Data records
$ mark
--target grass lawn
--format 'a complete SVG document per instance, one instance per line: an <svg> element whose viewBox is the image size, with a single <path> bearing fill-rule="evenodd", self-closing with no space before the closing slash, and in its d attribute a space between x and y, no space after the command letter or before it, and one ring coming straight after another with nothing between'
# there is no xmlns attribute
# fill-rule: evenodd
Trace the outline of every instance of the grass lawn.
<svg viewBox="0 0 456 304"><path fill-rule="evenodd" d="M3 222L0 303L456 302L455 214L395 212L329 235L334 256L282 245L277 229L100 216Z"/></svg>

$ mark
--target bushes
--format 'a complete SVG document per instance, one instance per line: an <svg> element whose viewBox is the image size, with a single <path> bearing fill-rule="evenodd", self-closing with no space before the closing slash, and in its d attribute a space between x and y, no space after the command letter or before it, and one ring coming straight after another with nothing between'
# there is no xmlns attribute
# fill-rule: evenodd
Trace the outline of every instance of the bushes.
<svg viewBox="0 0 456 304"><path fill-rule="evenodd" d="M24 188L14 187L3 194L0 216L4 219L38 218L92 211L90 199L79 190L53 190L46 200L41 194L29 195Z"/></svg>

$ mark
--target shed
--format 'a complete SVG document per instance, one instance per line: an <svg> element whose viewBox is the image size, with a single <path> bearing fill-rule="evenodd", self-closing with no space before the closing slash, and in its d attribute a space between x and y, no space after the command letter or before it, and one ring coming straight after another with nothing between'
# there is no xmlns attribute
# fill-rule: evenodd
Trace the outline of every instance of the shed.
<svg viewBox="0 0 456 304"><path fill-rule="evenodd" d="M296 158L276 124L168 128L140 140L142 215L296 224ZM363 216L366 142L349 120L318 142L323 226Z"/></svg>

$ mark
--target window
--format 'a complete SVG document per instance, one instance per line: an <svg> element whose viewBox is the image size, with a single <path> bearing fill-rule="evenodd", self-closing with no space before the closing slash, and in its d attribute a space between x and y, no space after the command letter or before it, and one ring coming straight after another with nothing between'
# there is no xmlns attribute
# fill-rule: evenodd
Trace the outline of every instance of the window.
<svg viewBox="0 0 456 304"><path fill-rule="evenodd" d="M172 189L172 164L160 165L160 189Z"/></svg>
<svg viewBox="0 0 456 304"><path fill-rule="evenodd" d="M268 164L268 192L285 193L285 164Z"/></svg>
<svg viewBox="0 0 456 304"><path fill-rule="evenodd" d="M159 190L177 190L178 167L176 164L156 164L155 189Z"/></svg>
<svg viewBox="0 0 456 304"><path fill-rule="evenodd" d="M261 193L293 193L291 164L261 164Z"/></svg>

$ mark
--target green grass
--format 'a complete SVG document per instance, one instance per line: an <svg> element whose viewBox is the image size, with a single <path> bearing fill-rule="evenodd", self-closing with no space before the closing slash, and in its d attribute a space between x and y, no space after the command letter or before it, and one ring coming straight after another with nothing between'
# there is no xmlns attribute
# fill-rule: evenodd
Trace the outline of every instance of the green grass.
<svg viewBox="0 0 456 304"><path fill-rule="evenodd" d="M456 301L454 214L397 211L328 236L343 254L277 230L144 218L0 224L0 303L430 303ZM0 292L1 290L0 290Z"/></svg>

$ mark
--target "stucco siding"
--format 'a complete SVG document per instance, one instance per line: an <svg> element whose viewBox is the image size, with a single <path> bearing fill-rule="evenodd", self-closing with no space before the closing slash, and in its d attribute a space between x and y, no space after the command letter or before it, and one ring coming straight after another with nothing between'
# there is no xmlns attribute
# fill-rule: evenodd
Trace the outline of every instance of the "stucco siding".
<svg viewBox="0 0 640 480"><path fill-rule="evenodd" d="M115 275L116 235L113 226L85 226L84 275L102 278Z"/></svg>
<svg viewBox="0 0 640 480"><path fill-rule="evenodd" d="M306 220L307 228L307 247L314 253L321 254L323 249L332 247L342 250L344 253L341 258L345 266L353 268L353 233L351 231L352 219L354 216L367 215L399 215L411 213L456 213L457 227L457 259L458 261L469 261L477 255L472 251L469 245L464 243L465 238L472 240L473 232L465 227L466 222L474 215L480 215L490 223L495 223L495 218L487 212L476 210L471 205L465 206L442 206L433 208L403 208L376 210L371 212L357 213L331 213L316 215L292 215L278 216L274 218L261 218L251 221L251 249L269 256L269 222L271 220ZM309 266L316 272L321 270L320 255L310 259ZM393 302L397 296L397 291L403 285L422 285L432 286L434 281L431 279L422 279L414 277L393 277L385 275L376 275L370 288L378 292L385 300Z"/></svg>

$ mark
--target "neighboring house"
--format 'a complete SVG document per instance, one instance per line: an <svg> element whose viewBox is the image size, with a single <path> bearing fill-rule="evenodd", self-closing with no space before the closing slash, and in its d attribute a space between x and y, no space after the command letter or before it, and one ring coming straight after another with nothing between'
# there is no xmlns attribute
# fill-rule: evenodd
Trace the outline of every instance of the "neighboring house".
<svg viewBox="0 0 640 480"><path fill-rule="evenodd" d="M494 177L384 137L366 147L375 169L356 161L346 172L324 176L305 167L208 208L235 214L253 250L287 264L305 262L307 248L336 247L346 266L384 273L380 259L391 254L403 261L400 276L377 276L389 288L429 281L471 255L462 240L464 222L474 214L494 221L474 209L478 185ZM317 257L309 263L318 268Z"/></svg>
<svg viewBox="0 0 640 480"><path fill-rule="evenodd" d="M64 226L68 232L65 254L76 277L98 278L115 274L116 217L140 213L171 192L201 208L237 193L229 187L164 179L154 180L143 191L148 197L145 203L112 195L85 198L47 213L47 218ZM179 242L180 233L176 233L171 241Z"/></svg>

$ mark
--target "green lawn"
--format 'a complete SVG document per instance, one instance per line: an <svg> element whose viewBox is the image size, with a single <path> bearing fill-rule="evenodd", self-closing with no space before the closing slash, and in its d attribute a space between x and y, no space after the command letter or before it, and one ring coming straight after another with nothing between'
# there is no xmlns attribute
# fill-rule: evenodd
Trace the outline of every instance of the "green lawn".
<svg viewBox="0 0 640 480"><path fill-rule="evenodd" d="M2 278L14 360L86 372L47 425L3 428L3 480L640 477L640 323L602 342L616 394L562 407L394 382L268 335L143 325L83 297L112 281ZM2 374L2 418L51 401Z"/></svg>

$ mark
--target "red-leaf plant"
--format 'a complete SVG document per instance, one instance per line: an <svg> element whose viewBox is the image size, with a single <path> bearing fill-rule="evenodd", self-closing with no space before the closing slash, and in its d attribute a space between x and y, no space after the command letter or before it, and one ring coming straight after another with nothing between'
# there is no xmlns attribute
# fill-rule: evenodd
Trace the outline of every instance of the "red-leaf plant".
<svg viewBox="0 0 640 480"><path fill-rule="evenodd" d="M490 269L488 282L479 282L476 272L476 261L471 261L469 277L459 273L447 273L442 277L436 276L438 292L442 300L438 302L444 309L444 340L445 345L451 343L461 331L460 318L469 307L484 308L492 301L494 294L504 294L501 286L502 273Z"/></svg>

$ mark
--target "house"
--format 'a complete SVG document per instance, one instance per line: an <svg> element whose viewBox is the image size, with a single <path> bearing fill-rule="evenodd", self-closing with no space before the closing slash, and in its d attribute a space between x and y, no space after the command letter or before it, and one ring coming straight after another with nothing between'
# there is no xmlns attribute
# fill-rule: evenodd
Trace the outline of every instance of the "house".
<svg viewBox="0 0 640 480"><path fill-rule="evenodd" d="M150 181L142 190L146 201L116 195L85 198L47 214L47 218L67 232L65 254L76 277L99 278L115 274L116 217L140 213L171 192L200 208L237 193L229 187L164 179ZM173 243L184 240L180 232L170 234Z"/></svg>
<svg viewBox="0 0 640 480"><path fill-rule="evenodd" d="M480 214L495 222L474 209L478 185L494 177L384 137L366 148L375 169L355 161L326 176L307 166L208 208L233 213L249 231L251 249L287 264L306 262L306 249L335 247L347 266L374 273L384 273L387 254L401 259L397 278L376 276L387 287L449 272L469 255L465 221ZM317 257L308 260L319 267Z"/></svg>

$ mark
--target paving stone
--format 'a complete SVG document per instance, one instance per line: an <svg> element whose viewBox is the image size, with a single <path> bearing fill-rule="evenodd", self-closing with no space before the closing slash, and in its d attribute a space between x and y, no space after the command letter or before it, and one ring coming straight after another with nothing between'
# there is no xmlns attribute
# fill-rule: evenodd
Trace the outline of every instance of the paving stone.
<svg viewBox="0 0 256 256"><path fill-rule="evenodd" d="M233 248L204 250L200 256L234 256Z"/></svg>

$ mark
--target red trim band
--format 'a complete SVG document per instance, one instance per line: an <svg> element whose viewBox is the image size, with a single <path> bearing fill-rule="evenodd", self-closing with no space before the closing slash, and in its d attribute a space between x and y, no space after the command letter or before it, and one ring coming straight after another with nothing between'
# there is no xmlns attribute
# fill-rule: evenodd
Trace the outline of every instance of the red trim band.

Task instructions
Quote the entries word for word, from their start through the line that contains "Trace the outline of every instance of the grass", with both ends included.

Result of the task
$ mark
--target grass lawn
--format 'a complete SVG document per instance, one instance per line: an <svg> element whose viewBox is the image size, with a single <path> bearing fill-rule="evenodd", self-closing with no space before the closing slash, and in its d attribute a space between x and y, no space after the command letter or before it, and one ring coming straight after another with nothing between'
# there is no xmlns attribute
# fill-rule: evenodd
Trace the outline of every instance of the grass lawn.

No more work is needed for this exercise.